-- LIST OF TASKS --
**a.** In the passage on battery packs, why can a BMS with 13 channels look after the whole 13S / 5P pack?
**b.** According to the passage on battery packs, at roughly what pack voltage does the controller's Low Voltage Cutoff disconnect the battery?

-- PASSAGE SHOWN --
+-------+

Just as an example, a common battery pack might be a 48V / 15-Ah pack. If you use a 3000-mAh cell, then 5 of them per parallel group (5P), would result in 15-Ah. Then, you would need 13 of those 5P sub-packs to make a pack that is 13 sub-packs “in serial” (13S). The resulting pack would be 13S / 5P
Since each parallel sub-pack electronically “performs like” a single large 4.2V cell, a BMS with 13 channels can monitor and adjust each of the 13 “5P” groups to keep them healthy.
Bulk Charging and Balance Charging
Each cell in your pack (and each of the 5P sub-packs) has a slightly different resistance to the electrical charging and output-current. If our theoretical 13S / 5P pack was fully charged to 4.2V per cell, the pack voltage would be (13S X 4.2V =) 54.6V
An inexpensive $30 13S bulk charger would charge the pack to 54.6V, then you would drain it down on your rides to roughly 39.0V, which is where the Low Voltage Cutoff (LVC) in the controller will disconnect the battery. This is so that the battery doesn’t get drained down so low that it is damaged.

+-------+

-- DATA SECTION --

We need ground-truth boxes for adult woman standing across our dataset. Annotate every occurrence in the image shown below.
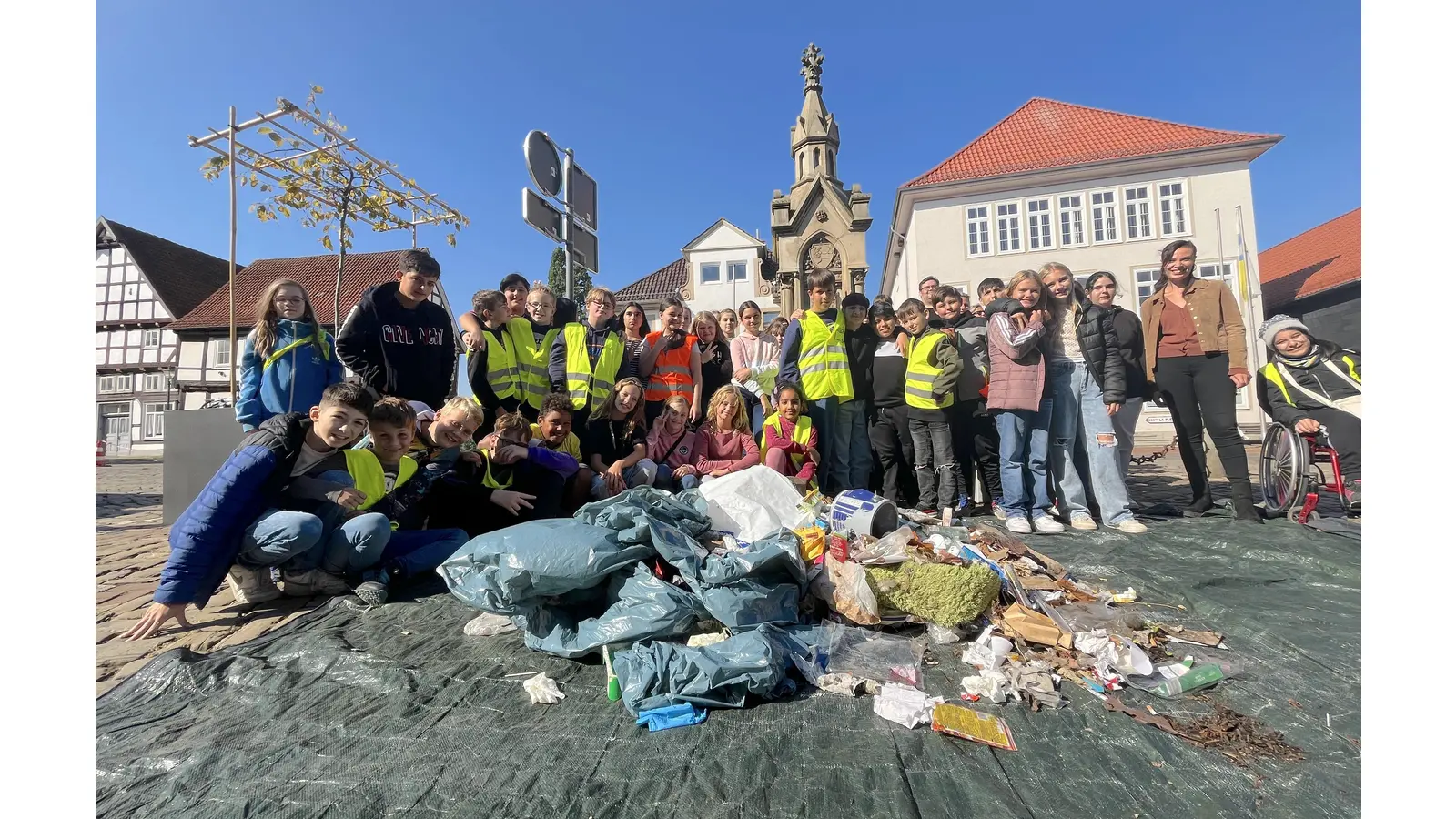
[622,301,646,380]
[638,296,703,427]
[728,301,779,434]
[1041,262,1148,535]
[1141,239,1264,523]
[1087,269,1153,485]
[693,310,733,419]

+-------+

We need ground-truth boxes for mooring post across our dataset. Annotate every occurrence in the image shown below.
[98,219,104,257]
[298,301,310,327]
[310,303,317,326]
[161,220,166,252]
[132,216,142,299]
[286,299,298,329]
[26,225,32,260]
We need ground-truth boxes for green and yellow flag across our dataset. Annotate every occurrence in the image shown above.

+-------+

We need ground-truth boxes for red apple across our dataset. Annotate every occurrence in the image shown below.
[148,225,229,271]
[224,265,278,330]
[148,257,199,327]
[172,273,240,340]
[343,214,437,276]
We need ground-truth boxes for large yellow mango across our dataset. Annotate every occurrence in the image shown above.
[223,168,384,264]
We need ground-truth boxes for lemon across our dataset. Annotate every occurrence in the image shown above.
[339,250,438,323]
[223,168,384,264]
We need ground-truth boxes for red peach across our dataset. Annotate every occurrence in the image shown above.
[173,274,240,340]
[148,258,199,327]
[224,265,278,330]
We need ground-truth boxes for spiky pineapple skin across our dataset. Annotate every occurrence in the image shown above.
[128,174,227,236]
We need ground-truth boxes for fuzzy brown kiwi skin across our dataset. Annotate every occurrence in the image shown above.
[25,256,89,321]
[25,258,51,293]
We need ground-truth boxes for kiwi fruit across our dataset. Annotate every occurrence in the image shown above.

+-------+

-- SOLUTIONS BY TASK --
**a.** Each 5P sub-pack electronically performs like a single large 4.2V cell. So a 13-channel BMS can monitor and adjust each of the 13 sub-packs to keep them healthy.

**b.** Roughly 39.0V.